> WHAT IS ASKED
According to the forum thread on dissolving rare earth metals, what color is the first poster's pure cerium nitrate?

> READING PASSAGE
DerAlte, I think this might be of interest to you, for the qualitative looks of the various rare earths in solution. I always thought Ce(III) solutions were colorless, but they can be coloured when the slightly oxidized metal is dissolved. My pure cerium nitrate is pure white. Unfortunatly I do not own all the rare earths, this is what I have, except Er, which I cannot seem to find...
All pics are from dissolving a piece of the metal(in the case of La, Ce, Pr, Nd, all heavily oxidized because they are powders) in half mL of conc. HCl diluted by half.

EDIT: The reaction of powdered rare earths with only 15%ish HCl is very violent, Nd and La, despite being heavily oxidized, frothed over the testtubes.

[Edited on 5-8-2007 by The_Davster]

RARE EARTHS DISSOLVED.JPG - 26kB

DerAlte - 5-8-2007 at 21:16

Very interesting to me, The_Davster.

I agree 100+ % that the reaction with HCl conc. is very violent. I was surprised. Like calcium, and I was only using lighter flints (suspected Ce/Fe) or the magnet material (Suspected Fe/Nd).

I am especially interested in the colors. I understood that Ce salts are all white - the stuff I have is a pleasant clear green due to Fe. In contrast the Nd stuff was very interesting. When the reaction started (rapidly!) the first color seen was lavender, like the German posting, but Fe took over and the resultant was green like the Ce stuff, but much deeper... But it had a peculiar appearance when poured which I can only liken to motor oil - it looked lavender again in thin layers. Wish I had a UV light to test fluorescence. Side illumination with halogen lamp showed a streak but there may have been particles present.

I have not made progress with separation of the RE components (due to a fixation with permanganates as shown in another thread!) But the Ce solution has remained perfectly clear while the ND stuff has deposited a lot of iron hydroxide and looks rusty. Haven't added HCl to it - I think that solution was neutral whereas the Ce was still acidic.

Question for anyone with an answer - when Ce is dissolved in HCl in excess, does the Ce become Ce+++ or Ce++++? Nd I know is trivalent.

Regards,

Der Alte

The_Davster - 5-8-2007 at 22:39

On the separation of a rare earth from a aqueous solution of it and iron, like Ce or Nd, I wonder that if since the rare earths are water reactive(thus redox potential more negative than water) wheras iron's potential is -0.45V, if electrolysis would selectivly reduce the iron to the metal, and leave the rare earth in solution?
It is something I would like to try...

I myself came into a absolute pile of ancient hard drives, I probably have a dozen, I am thinking of trying to extract Nd myself. I have probably 50g of the pure metal already, but isolating it from a consumer source would be quite nifty.
Is it almost guaranteed that HD magnets are NdFeB? or are older ones a different composition?

Problem is I don't have the screwdriver type to open them:mad:

[Edited on 6-8-2007 by The_Davster]

12AX7 - 5-8-2007 at 22:39

Ce(IV) is strong enough to oxidize Cl-.

For that matter, I've noticed when dissolving powdered Fe2O3.nH2O in HCl, some Cl2 is given off. I'm not sure if there are any other oxidizers present.

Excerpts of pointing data
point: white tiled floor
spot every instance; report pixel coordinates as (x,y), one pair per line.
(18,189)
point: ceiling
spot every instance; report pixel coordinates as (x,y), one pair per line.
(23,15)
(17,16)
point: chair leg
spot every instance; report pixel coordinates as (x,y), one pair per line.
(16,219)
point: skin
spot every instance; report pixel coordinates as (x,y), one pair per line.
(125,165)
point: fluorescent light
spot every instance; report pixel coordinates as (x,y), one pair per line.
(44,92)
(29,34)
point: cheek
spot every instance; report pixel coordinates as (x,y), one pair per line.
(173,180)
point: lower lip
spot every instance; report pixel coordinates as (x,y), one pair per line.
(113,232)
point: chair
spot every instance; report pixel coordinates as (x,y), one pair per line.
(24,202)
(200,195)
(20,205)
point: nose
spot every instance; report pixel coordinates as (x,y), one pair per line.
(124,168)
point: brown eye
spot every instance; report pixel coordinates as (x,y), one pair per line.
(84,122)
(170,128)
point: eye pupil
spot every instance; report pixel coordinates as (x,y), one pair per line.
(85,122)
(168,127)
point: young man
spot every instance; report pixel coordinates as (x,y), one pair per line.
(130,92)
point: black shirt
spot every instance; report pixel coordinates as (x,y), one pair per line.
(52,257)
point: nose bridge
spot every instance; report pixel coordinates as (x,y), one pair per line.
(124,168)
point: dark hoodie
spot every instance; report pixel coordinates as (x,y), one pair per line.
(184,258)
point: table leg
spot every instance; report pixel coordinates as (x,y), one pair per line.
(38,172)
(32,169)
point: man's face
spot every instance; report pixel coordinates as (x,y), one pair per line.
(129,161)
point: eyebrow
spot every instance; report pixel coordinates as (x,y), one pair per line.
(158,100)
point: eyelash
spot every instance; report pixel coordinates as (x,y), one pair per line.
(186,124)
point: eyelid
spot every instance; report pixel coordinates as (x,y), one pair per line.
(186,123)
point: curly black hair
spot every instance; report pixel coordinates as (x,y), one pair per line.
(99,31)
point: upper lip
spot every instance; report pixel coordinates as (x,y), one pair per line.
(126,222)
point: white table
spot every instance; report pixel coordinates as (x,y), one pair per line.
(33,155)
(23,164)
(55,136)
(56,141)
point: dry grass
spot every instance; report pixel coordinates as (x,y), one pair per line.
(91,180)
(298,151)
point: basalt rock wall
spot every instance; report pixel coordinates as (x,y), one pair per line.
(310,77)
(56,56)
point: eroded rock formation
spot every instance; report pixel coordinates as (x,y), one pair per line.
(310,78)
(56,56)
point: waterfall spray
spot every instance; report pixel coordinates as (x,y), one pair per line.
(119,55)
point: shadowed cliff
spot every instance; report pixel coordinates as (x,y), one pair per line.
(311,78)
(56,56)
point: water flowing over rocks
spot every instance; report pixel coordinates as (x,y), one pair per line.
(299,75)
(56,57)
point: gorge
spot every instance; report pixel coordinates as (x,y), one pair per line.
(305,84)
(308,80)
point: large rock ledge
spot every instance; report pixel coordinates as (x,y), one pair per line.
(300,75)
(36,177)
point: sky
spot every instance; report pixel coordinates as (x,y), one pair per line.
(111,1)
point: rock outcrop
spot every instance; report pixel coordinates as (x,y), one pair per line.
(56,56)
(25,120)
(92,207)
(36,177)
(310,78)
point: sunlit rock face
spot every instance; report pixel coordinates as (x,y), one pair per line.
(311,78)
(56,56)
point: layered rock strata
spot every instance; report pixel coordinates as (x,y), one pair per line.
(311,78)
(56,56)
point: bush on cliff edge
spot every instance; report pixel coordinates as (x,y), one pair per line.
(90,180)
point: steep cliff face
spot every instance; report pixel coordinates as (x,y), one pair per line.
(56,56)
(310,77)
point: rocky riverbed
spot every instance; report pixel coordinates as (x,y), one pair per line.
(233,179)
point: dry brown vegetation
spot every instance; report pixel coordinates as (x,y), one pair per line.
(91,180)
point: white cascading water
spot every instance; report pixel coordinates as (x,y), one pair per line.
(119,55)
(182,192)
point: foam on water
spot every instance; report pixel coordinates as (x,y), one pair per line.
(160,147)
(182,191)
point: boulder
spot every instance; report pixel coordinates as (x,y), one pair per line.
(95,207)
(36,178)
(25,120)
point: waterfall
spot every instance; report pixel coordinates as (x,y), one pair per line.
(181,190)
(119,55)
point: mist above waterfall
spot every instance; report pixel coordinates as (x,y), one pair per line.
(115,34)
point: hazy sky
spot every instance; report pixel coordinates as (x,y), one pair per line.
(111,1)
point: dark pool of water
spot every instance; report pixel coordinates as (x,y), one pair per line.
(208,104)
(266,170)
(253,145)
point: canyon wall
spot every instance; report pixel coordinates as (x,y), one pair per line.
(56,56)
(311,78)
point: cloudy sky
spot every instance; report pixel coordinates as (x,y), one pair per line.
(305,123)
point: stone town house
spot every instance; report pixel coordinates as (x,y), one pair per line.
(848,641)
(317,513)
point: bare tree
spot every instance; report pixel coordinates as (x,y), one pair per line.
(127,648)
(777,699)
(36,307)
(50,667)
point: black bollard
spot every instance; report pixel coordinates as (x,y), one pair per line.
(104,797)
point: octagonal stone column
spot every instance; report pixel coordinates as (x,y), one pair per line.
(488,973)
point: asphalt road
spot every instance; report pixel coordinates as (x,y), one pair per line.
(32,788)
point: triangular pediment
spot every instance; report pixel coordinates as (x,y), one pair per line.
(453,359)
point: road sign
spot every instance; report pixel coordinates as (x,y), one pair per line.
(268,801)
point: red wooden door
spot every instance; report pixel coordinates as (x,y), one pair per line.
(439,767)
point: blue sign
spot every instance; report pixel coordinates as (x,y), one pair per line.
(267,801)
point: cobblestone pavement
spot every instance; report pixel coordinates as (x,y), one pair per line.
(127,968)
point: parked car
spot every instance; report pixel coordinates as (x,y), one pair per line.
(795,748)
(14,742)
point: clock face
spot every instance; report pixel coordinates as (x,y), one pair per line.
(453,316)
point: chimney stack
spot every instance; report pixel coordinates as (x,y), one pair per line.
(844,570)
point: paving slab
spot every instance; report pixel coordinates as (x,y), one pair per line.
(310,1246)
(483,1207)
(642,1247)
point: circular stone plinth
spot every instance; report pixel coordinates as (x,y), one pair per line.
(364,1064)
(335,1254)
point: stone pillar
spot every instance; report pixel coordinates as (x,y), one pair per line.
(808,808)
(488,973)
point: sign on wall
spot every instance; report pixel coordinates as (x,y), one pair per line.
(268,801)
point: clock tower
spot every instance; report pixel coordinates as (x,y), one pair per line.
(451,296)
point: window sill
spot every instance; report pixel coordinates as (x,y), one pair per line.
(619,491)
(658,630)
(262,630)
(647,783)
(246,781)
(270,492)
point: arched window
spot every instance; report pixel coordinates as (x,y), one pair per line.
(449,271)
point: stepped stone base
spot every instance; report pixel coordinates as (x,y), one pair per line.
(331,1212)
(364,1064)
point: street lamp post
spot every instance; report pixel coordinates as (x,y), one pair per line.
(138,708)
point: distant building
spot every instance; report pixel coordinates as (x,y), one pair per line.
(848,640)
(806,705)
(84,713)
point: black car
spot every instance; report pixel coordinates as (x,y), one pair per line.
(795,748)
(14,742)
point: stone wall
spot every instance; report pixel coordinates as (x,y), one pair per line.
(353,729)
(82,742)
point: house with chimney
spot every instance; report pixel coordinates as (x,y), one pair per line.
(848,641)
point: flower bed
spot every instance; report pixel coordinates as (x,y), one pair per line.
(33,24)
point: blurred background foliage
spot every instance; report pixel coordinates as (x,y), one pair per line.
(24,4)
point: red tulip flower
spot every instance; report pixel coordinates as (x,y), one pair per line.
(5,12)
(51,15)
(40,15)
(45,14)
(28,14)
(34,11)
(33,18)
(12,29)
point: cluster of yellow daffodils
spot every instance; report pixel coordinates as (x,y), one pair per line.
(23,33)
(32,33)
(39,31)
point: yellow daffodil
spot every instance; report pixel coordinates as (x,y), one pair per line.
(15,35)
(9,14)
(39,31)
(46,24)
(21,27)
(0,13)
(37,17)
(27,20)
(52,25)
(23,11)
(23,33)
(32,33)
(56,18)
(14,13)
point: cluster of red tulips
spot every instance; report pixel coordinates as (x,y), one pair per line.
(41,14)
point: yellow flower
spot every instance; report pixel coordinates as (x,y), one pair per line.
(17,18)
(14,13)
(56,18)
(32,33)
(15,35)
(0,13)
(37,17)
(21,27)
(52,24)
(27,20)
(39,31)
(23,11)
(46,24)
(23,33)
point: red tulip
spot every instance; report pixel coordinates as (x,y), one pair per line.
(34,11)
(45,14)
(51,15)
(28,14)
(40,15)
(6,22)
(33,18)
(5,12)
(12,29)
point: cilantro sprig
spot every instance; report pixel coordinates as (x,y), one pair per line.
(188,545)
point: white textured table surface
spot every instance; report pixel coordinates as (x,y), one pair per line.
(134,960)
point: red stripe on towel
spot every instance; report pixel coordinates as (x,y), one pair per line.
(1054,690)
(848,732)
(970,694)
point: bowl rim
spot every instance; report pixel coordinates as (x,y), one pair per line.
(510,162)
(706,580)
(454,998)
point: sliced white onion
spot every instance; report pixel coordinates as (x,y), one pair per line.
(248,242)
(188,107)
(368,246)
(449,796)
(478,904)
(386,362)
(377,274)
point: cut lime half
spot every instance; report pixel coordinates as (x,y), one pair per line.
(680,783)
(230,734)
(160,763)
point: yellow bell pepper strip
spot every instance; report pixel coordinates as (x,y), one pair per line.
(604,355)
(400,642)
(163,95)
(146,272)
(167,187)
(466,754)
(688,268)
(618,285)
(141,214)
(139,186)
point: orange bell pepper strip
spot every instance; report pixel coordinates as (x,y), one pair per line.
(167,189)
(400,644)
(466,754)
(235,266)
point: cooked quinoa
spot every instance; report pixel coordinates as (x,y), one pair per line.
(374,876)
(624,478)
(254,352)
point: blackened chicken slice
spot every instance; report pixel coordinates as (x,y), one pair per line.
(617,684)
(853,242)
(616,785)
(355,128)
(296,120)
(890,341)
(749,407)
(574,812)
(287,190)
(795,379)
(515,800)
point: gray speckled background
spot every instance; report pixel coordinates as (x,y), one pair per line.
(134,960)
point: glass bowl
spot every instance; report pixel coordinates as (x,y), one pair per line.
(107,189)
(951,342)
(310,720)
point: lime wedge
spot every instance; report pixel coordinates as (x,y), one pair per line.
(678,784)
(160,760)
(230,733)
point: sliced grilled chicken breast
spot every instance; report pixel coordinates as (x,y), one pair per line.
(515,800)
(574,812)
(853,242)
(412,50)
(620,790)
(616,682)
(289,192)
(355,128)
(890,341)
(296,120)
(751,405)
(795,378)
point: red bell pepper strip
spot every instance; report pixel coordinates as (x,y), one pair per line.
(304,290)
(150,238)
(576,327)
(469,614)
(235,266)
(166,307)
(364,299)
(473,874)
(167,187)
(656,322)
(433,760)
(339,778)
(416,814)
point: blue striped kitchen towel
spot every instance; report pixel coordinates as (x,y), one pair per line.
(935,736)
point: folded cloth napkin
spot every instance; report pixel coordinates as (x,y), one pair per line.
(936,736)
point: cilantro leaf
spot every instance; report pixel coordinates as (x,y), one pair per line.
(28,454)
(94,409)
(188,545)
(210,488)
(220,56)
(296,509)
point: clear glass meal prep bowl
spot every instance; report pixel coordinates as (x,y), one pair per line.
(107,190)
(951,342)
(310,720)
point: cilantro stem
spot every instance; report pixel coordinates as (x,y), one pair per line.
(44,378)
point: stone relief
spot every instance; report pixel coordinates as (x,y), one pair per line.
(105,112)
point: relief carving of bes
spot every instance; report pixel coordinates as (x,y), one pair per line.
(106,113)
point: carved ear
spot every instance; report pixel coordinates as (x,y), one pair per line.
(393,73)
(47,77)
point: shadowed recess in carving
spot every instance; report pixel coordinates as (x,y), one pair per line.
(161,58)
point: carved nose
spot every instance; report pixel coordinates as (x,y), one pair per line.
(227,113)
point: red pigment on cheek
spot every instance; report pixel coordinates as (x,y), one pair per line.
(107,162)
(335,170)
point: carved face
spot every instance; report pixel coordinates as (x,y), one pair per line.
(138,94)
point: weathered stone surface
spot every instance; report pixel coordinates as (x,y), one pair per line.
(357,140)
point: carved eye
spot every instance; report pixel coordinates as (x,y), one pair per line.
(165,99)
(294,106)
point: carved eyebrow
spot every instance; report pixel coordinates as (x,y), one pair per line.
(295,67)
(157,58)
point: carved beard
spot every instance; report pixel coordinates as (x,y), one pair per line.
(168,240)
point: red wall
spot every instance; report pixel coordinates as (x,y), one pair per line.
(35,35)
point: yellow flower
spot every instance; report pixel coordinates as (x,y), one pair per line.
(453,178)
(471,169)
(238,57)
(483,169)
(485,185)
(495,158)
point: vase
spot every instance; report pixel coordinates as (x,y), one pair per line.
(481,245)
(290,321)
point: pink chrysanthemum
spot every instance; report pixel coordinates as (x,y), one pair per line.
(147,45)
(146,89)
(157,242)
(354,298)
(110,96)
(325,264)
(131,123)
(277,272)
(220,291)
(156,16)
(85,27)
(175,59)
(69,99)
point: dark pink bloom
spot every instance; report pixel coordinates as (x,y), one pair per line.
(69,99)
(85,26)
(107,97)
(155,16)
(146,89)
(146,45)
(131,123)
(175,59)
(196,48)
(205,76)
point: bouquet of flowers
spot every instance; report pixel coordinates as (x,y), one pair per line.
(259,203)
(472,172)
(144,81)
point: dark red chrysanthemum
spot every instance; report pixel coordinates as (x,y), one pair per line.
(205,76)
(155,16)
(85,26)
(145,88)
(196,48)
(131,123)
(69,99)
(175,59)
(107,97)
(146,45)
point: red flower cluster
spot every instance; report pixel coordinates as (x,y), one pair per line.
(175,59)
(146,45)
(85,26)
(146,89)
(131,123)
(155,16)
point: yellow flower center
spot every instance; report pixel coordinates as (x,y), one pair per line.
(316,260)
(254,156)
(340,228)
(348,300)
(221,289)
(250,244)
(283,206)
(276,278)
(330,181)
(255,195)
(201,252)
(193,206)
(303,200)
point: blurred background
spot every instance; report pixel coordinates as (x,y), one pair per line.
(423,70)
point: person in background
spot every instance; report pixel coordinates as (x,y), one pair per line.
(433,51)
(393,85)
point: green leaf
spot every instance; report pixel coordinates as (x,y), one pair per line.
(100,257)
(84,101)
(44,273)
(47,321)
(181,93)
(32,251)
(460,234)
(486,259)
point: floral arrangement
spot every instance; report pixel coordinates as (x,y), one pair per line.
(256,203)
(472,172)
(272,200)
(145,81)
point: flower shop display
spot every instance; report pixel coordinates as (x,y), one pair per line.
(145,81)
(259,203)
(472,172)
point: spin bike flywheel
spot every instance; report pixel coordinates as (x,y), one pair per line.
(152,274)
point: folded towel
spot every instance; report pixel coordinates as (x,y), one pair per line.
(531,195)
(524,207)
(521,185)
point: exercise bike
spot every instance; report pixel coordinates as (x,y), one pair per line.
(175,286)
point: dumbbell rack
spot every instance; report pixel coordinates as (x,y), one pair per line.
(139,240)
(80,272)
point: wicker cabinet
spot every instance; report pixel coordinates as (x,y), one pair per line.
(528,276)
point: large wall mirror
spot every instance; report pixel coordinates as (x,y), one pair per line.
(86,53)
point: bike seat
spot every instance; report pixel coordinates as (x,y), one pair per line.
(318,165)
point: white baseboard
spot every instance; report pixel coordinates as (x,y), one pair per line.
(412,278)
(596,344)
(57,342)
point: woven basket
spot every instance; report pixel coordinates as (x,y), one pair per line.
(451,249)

> REPLY
Pure white.